Given records
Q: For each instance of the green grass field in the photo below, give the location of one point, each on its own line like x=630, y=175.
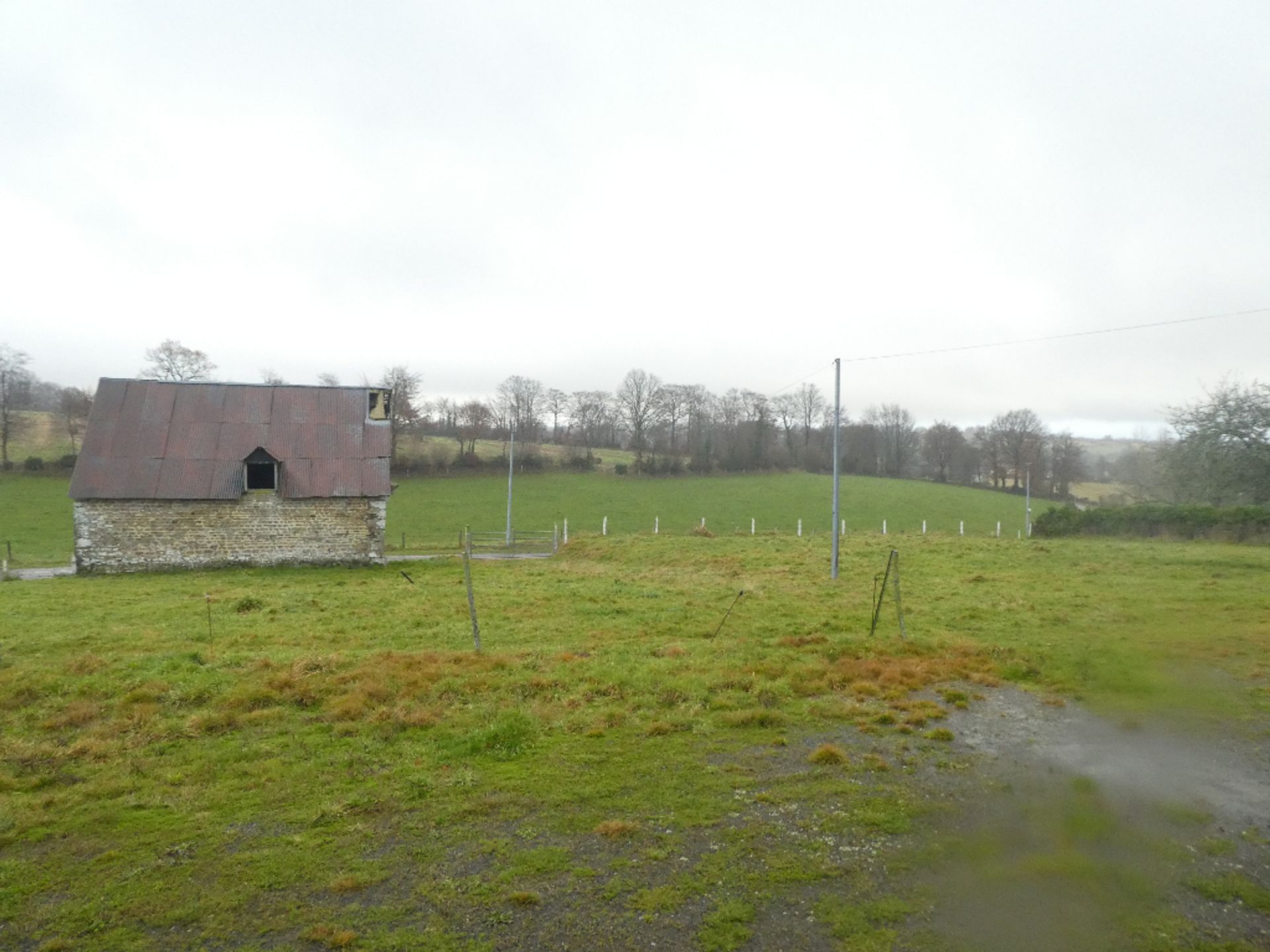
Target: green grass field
x=432, y=512
x=36, y=513
x=323, y=762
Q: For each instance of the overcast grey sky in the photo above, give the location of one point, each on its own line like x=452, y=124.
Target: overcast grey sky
x=727, y=193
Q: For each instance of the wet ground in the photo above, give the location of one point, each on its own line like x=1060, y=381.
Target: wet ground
x=1067, y=830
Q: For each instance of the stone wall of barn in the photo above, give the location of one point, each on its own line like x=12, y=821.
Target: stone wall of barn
x=259, y=528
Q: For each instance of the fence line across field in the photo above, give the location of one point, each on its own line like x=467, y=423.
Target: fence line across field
x=549, y=541
x=798, y=528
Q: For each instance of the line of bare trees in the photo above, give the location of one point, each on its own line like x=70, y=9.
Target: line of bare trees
x=683, y=427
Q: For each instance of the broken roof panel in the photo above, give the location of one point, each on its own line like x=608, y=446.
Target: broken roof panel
x=185, y=479
x=108, y=400
x=158, y=440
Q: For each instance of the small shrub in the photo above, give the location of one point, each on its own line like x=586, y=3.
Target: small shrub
x=828, y=754
x=616, y=829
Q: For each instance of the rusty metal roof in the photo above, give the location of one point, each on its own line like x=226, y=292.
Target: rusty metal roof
x=157, y=440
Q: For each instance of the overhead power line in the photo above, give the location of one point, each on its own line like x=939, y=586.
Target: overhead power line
x=1027, y=340
x=1056, y=337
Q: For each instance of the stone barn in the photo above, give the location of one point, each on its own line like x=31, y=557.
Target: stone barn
x=197, y=475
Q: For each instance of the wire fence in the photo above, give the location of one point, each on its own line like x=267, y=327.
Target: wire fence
x=548, y=541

Problem requirements
In your copy of the records above, include every line exactly but no pictures.

Task answer
Q: For each instance of the green grass field in the photo below, give the location of one point, each on its own line like x=630, y=175.
Target: green grass field
x=432, y=512
x=36, y=513
x=323, y=762
Q: For each instance of the overcast grey sky in the photo above, give the location of one point, each on its own line like x=452, y=124.
Target: overcast grey sky
x=727, y=193
Q: For each instance of the wet ground in the photo above, give the location of one point, each on its own line like x=1060, y=381.
Target: wet ground
x=1067, y=830
Q: For each instance of the stone wall of barn in the photo above, give the location of one point, each on its own line like x=12, y=821.
Target: stone wall of barn
x=259, y=528
Q: For each instance of the fence line across field in the photo above, give the location of one point, each on its own line like x=467, y=423.
Target: fence line across field
x=549, y=541
x=798, y=528
Q: For each instance of the line of bare trees in the photo above, give the location of one point, each on its own line like x=70, y=9.
Target: line of bare trees
x=683, y=427
Q: For each instance of the broken roof panel in the photo above, give the location of one point, each on its own line like x=608, y=446.
Target: broken roof panel
x=185, y=479
x=108, y=400
x=158, y=440
Q: For each instance of the small shrub in the photo above, give the location of one point, each on its own line like x=586, y=3.
Target: small shrub
x=828, y=754
x=616, y=829
Q: For each instance of the rusty metal roof in the photo above, give the location of one point, each on its own line like x=226, y=292.
Target: rusty metal roof
x=157, y=440
Q: For each instance of the overhead power line in the photo above, give the location of one point, each on its own line like x=939, y=586.
Target: overhead power line
x=1027, y=340
x=1056, y=337
Q: For each instance of the stone barn in the photo above, give the location of one point, each on its own line like x=31, y=557.
Target: stone barn
x=197, y=475
Q: For each instance of the wire fence in the photo above, give the location of one point, each on its own line like x=267, y=327.
Target: wire fence
x=548, y=541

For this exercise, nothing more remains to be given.